* **INSTRUCTION**:
Show every line of the records below that contains the word "light", copying each line in full. Case counts.
---- DATASET ENTRIES
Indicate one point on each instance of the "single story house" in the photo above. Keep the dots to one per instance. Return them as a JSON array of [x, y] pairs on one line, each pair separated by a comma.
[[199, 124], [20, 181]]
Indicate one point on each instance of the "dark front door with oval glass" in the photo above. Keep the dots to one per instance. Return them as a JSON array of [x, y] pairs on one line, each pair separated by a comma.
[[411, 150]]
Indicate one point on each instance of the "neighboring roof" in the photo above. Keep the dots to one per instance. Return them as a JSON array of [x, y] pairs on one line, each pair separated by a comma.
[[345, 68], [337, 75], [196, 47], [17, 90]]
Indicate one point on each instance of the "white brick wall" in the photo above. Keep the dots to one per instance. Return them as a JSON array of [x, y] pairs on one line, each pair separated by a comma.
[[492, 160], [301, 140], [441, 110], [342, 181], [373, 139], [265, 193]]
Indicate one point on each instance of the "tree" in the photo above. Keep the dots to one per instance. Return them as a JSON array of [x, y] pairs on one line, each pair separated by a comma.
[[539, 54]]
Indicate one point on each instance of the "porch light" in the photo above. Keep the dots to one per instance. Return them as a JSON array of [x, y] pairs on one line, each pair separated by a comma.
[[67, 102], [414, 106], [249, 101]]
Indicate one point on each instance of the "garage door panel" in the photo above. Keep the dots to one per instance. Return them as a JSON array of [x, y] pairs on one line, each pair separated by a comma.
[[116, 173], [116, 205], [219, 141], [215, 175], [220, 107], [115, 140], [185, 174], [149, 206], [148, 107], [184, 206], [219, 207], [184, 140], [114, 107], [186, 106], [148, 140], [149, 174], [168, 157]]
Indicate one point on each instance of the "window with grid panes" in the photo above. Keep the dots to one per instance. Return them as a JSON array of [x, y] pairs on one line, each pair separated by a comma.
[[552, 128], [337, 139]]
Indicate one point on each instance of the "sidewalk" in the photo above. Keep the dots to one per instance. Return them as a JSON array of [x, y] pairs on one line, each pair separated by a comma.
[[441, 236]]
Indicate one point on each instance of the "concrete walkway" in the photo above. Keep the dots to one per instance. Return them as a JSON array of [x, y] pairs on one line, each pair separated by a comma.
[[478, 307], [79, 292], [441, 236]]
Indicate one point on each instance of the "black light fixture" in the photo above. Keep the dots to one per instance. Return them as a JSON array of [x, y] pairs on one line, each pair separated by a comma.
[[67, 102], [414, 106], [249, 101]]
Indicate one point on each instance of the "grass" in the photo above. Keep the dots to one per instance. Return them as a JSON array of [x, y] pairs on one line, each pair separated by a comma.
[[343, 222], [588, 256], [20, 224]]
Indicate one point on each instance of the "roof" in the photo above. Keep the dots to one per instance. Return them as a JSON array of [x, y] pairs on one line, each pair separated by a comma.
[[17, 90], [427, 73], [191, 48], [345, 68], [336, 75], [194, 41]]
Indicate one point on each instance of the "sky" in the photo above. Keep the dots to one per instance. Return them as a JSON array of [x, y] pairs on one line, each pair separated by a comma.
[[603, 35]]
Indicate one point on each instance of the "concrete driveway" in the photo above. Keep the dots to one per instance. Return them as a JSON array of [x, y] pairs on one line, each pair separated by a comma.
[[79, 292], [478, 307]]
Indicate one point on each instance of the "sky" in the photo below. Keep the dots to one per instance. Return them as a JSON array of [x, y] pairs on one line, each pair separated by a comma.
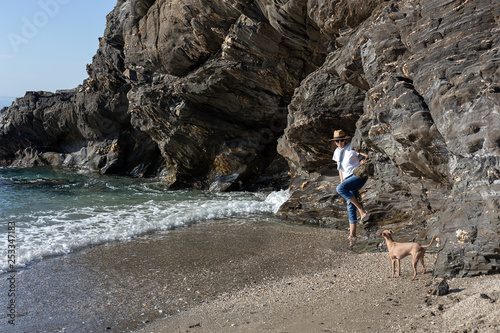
[[46, 44]]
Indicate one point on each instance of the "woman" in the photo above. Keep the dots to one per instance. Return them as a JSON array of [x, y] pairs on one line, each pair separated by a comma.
[[348, 160]]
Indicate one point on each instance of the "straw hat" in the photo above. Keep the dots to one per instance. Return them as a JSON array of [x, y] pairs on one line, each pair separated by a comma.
[[340, 135]]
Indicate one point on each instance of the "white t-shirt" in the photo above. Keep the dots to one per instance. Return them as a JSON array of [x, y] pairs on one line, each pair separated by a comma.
[[350, 160]]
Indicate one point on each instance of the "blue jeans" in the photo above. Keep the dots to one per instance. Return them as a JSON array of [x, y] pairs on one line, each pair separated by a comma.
[[349, 189]]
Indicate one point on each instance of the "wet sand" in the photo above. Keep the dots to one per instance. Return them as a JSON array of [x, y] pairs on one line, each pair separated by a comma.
[[251, 277]]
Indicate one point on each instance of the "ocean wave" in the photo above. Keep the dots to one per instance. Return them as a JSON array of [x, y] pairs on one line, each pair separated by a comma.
[[65, 227]]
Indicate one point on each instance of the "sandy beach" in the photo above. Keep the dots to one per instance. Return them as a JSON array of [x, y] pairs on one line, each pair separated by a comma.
[[244, 277]]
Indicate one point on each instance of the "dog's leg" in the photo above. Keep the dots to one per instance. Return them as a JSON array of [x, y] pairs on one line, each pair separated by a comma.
[[393, 267], [414, 261]]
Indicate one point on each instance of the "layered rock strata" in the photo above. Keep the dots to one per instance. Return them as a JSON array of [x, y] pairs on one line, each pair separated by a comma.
[[238, 94]]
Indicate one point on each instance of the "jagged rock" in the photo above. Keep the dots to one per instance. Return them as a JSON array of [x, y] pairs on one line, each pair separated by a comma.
[[441, 288], [206, 94]]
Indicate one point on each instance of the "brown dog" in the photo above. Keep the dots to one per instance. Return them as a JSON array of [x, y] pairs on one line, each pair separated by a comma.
[[398, 251]]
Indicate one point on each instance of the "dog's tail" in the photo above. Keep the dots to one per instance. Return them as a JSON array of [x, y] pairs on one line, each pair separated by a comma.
[[432, 240]]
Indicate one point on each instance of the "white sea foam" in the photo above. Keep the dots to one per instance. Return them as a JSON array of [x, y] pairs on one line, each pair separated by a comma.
[[63, 229]]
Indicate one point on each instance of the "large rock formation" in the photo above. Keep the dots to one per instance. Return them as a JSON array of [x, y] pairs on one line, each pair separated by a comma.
[[207, 93]]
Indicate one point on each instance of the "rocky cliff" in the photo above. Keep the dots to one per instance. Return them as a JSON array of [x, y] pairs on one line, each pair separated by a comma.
[[242, 94]]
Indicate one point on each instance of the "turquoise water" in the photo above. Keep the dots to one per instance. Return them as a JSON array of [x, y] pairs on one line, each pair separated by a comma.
[[47, 212]]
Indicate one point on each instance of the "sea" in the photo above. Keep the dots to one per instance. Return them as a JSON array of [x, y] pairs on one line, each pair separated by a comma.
[[46, 212]]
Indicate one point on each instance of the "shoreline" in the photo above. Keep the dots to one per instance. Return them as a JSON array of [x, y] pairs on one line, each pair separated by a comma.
[[225, 276]]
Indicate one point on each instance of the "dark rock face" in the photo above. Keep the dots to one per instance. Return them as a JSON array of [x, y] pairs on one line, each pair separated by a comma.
[[219, 94]]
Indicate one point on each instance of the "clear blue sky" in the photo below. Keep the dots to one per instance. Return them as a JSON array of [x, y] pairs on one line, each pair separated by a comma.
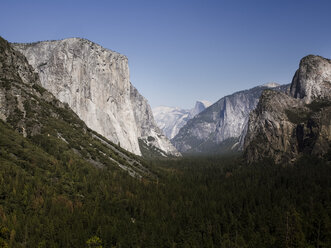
--------
* **OUTPUT FOR THIS EXERCISE**:
Indicate one point on each instance of the "porch light" in the photo above. Keep the dots to one per instance. Return them as a JSON array of [x, y] pairs on one line, each pair separated by a comma.
Indicate one point on each instance of the "black light fixture" in the photo above. Keep the dots to one per instance. Return them as a JSON array of [x, y] pairs on one line, each pair separated by a comma.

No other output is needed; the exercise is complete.